▶ _TASK TO CARRY OUT_
Convert the part of the entries below that opens with the line containing "The scan above contains the shoulder" and closes with the line containing "[358,150,387,171]" into a Markdown table with columns headed Row and Line. Number each row, and leave out blank lines.

▶ _EXERCISE DATA_
# # # # # # #

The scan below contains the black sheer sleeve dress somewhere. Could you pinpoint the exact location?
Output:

# # # # # # #

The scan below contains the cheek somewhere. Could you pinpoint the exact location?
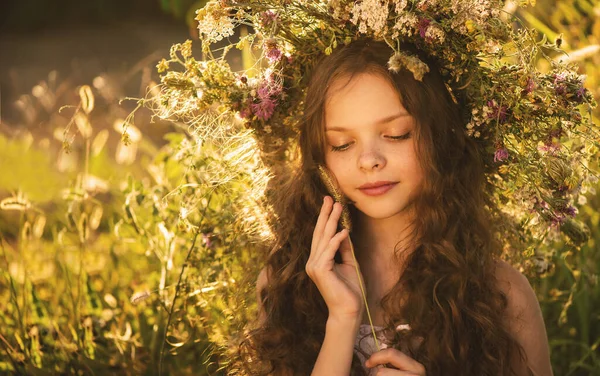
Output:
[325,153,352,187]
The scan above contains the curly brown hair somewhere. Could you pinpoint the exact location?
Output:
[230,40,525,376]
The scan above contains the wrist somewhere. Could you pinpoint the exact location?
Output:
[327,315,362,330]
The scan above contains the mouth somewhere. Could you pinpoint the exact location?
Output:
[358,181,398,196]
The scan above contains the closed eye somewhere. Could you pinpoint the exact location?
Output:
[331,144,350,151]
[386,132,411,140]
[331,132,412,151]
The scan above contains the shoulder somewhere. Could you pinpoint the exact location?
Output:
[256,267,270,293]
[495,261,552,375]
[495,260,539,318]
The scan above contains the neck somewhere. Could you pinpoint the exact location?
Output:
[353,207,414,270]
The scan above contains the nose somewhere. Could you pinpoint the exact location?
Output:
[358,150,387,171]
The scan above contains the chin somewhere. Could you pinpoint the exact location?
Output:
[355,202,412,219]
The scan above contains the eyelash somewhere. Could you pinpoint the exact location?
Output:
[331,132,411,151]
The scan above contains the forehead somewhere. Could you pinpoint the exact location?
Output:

# # # # # # #

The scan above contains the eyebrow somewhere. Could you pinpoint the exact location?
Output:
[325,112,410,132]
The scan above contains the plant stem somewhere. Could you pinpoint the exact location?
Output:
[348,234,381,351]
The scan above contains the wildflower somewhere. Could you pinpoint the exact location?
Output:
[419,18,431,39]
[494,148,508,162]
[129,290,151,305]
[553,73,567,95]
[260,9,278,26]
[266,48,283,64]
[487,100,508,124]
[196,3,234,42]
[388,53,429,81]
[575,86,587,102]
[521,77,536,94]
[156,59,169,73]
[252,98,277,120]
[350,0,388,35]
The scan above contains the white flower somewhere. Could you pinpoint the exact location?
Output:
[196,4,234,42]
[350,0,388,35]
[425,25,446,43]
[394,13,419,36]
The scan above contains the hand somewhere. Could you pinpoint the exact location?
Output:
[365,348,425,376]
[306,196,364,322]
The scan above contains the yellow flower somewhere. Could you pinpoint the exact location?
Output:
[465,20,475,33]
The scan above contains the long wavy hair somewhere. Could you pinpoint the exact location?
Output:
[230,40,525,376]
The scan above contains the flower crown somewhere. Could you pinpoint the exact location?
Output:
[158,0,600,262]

# # # # # # #

▶ _CORRECT RESPONSE_
| Row | Line |
|---|---|
| 1 | The scan above contains the shoulder somewhere. Could you pinpoint the exact location? |
| 2 | Output: |
| 3 | [256,267,270,293] |
| 4 | [495,261,552,375] |
| 5 | [495,260,539,318] |
| 6 | The scan above contains the neck somewhere. Could you pinpoint the exact location? |
| 7 | Output: |
| 8 | [353,207,414,270] |
| 9 | The scan above contains the nose somewhere. Could you pinpoint the exact location? |
| 10 | Output: |
| 11 | [358,150,387,171] |